» **Provided records**
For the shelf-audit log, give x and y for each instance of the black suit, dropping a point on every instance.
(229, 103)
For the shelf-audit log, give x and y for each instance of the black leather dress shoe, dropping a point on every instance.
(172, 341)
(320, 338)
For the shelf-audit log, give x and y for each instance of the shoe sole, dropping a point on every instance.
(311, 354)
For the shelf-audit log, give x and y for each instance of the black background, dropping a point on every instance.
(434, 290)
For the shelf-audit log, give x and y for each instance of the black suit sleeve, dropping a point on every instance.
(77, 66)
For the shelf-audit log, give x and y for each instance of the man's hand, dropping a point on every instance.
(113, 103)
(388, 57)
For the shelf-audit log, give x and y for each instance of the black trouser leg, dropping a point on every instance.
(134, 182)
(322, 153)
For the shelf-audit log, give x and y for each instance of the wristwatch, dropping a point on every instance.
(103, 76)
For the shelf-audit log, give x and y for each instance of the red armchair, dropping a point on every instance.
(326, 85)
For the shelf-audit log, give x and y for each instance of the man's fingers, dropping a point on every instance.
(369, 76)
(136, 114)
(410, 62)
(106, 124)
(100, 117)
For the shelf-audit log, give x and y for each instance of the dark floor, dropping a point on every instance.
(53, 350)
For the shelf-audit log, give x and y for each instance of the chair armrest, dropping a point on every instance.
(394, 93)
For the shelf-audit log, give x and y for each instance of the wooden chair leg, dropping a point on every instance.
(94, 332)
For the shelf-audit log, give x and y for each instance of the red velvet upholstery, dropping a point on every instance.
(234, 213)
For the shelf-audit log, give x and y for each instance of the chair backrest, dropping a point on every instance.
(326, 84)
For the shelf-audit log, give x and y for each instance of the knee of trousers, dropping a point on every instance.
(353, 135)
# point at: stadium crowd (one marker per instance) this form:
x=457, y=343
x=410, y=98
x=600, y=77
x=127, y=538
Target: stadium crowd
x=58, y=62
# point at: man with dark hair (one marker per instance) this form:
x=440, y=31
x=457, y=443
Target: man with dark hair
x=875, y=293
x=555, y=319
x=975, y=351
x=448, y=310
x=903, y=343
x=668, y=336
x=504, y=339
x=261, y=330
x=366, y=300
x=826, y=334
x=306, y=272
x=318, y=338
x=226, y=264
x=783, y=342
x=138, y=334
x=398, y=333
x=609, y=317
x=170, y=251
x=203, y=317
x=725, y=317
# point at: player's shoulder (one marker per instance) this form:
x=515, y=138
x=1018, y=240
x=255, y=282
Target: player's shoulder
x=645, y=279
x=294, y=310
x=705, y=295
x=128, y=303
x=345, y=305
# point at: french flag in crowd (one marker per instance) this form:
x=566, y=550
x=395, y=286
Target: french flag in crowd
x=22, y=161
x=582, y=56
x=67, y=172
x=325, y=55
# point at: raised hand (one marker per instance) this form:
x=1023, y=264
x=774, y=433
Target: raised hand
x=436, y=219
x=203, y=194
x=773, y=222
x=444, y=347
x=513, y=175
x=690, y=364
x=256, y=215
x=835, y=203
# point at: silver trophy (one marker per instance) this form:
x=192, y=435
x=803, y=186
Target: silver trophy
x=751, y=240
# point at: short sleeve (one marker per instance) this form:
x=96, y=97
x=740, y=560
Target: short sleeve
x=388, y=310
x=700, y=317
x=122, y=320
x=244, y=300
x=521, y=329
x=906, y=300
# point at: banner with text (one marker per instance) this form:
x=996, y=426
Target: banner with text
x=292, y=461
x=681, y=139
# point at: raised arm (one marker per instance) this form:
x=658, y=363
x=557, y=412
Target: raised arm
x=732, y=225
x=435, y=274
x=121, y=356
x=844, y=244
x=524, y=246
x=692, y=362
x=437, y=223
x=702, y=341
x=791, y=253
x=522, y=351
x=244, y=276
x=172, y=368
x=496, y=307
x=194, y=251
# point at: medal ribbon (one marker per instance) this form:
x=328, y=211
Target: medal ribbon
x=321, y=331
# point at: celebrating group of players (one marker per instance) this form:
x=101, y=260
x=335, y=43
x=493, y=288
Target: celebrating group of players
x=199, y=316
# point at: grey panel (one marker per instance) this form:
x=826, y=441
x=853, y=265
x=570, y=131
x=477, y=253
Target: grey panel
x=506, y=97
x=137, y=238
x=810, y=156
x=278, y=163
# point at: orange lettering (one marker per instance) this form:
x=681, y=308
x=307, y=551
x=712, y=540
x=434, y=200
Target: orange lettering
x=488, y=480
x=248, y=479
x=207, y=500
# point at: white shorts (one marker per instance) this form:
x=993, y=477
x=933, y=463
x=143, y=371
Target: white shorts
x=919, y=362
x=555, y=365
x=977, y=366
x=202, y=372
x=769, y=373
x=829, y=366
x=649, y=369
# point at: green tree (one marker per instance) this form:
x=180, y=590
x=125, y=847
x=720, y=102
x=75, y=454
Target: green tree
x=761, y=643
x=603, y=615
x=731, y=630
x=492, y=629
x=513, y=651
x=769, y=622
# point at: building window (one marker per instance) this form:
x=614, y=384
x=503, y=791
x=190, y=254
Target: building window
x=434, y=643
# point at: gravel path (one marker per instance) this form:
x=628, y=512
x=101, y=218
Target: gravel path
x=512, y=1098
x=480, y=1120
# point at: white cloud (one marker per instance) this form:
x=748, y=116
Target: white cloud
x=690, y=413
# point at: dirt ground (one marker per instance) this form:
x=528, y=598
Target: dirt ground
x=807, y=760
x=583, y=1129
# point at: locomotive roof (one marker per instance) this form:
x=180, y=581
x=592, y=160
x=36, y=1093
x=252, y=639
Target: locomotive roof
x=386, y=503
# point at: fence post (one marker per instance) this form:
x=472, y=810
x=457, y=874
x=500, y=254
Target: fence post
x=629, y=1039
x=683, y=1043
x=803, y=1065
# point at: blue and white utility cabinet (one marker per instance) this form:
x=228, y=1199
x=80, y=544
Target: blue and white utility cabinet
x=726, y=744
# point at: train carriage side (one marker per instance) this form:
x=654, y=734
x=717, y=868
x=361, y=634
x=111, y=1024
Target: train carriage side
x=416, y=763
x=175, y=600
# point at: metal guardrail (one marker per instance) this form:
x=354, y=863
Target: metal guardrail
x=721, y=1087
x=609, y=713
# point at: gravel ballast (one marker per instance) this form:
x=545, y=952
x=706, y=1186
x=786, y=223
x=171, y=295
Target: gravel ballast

» **Written instruction**
Reproduce the records, beginning at the line that contains "# point at: medal" and ending after the line that contains "x=649, y=369", with "orange lettering" changed to "orange text" and all else left unchanged.

» **Problem solution**
# point at: medal ribbon (one marker per instance) this form:
x=328, y=211
Target: medal ribbon
x=321, y=331
# point at: celebrating group of players (one marker per instance) this form:
x=101, y=260
x=335, y=43
x=493, y=288
Target: celebrating group of players
x=199, y=316
# point at: grey panel (one marker per instance) this form:
x=826, y=441
x=853, y=265
x=570, y=131
x=477, y=253
Target: grey panel
x=506, y=97
x=137, y=238
x=810, y=156
x=278, y=163
# point at: orange text (one marker per instance) this form:
x=681, y=308
x=307, y=551
x=712, y=540
x=434, y=200
Target: orange text
x=488, y=480
x=248, y=479
x=207, y=500
# point at: white shorts (one marker per instance) this form:
x=993, y=477
x=933, y=463
x=143, y=371
Target: white shorts
x=919, y=362
x=555, y=365
x=977, y=366
x=202, y=372
x=769, y=373
x=829, y=366
x=649, y=369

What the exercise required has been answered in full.